DIRECTIONS FOR THIS TASK => Retype exactly the lines that run from the line with "Target: dense green foliage" to the final line of the entries, keeping both ends and nothing else.

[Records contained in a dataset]
****************************************
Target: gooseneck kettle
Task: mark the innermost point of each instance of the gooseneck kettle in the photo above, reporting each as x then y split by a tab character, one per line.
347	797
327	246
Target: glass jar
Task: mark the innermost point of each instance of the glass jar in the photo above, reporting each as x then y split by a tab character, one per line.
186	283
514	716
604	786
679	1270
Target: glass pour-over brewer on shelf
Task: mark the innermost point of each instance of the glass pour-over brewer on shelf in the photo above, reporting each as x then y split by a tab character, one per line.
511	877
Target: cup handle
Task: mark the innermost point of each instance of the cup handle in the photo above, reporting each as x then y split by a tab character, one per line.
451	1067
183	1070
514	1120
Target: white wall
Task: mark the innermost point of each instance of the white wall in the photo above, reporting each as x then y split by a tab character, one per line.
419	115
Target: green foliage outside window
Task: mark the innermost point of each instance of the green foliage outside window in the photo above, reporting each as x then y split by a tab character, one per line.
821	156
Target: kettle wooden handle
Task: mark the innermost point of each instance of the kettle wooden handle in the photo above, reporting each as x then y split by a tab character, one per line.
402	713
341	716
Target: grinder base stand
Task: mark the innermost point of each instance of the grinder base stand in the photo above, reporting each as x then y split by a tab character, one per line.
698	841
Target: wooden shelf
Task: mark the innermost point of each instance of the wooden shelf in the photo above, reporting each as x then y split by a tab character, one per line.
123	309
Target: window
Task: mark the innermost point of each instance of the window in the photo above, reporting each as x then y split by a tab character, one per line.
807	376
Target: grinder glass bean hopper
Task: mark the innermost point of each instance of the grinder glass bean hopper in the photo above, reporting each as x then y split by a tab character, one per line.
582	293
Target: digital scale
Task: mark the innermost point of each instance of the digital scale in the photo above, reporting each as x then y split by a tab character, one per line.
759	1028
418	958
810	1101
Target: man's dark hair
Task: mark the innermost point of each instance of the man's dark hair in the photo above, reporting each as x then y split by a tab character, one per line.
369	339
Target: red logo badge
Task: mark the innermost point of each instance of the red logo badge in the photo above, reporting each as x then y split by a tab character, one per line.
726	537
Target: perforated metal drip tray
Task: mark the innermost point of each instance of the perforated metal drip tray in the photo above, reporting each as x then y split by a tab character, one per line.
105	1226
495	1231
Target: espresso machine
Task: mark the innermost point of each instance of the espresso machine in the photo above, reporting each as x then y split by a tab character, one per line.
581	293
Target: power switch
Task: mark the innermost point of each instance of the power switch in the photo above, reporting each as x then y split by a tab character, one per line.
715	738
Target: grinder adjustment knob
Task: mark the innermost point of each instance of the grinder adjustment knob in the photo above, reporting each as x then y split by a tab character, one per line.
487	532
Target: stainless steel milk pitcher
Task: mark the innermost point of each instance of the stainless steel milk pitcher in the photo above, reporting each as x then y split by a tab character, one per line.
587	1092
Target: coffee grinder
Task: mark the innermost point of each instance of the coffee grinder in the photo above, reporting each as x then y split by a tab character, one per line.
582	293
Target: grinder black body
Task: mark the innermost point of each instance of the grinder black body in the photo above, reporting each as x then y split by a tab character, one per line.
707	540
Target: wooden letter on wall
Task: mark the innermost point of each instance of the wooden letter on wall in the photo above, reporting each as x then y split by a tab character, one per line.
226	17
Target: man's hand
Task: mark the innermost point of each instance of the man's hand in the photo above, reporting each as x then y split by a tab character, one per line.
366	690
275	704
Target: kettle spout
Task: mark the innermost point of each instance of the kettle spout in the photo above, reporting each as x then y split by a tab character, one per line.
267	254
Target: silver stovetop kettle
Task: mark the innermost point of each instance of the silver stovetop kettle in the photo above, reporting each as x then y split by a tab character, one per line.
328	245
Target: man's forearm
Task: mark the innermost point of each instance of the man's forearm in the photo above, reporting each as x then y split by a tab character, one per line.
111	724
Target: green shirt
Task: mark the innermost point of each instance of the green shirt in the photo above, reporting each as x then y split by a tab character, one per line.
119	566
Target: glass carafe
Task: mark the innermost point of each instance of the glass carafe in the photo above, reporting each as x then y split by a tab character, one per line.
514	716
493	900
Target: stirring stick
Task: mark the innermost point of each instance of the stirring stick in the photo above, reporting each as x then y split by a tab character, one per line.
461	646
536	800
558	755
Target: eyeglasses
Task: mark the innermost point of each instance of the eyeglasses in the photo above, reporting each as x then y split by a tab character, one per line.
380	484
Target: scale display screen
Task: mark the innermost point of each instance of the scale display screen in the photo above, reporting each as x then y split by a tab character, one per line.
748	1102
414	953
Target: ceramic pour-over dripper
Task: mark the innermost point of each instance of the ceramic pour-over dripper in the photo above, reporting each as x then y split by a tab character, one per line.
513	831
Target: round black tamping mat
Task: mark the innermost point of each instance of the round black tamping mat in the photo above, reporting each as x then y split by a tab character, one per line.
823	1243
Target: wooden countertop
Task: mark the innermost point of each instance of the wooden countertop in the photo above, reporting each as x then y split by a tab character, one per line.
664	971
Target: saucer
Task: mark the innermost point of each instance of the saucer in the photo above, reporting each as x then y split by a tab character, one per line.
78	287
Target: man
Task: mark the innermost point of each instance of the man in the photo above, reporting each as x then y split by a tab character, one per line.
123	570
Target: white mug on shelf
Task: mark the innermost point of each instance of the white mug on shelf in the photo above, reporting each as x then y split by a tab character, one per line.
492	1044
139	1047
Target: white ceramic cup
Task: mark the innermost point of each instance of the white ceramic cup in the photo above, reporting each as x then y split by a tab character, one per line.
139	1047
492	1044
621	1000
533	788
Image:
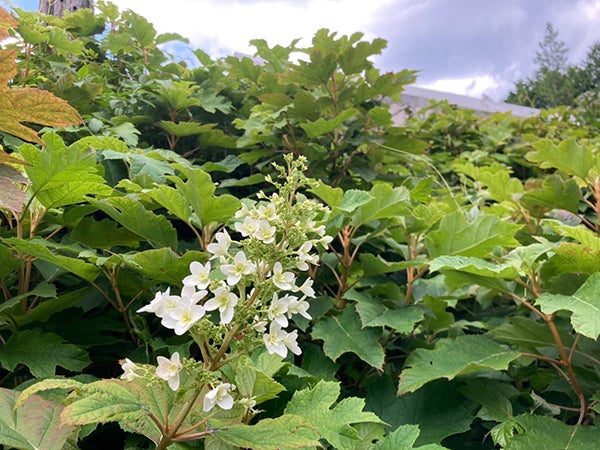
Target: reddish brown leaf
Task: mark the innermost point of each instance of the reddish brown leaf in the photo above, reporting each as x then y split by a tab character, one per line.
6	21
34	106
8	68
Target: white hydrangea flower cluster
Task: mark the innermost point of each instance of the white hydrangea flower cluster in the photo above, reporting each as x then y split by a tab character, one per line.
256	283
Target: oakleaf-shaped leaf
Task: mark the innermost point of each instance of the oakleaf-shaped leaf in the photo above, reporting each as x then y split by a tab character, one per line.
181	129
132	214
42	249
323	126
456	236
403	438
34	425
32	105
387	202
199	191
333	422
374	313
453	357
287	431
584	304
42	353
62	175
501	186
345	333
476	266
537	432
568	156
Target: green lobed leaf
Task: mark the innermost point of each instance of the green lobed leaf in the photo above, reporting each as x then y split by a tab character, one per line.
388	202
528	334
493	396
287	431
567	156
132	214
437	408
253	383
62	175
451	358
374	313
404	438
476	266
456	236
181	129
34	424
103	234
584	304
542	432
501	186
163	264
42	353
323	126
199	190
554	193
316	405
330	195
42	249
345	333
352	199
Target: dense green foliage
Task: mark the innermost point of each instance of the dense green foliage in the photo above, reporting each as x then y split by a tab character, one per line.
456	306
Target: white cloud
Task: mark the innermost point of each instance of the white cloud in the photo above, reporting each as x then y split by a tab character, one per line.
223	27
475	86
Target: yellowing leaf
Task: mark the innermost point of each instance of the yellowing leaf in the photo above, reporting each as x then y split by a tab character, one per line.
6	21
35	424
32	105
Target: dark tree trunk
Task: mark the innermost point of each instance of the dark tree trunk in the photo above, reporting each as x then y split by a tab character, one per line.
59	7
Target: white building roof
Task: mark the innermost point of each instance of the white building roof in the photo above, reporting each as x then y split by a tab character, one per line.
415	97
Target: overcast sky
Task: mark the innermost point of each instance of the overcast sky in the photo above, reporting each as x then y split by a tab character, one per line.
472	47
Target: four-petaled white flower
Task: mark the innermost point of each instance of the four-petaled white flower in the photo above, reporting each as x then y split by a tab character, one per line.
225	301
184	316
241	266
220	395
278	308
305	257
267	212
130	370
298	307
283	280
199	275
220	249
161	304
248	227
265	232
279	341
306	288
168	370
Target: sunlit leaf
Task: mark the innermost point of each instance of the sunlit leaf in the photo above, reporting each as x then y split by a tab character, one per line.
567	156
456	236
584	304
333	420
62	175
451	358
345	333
****************************************
OUTPUT OF THE TASK =>
Target: dense green foliage
Task: mark the innermost point of each instance of the dense green foliage in the photo above, reporting each as x then y split by a tab character, one per line.
456	306
Target: white cloud
Task: mark the innermost point of each instance of the white cloud in the photo above, reporting each as x then y split by a tab character, one per line.
223	27
475	86
Target: yellowing leaf
Task: mark the innermost point of each instance of the yellowing leaf in the photo above, reporting each as x then y split by a tab character, one per line.
6	21
35	424
32	105
Target: dark tree trunk
Task: mark the innermost point of each instance of the dark tree trunk in the photo above, reporting each as x then y split by a tab character, one per line.
59	7
Target: white building roof
Task: mark the innermost point of each instance of the white building roof in the photo above, reporting each as x then y split by a tab character, one per line.
415	97
Target: overcast sky
Task: mark the innermost point of each instance of the overcast sky in the photo above, reporting each as x then y split by a tab character, one per line.
472	47
Target: four-petaled white flower
Task: mark the innermost point of each instance of the four-petaled white flower in the photo above, reporting each as x then y split by a tab character, one per line.
225	301
184	316
241	266
220	395
278	308
305	257
267	212
130	370
298	307
283	280
199	275
220	249
161	304
248	227
265	232
279	341
306	288
168	370
Target: sunlit leaf
Task: mark the innermost point of each instance of the sunlit leaf in the photo above, reporting each as x then y split by a tab character, one per line.
567	156
456	236
584	304
333	420
62	175
451	358
345	333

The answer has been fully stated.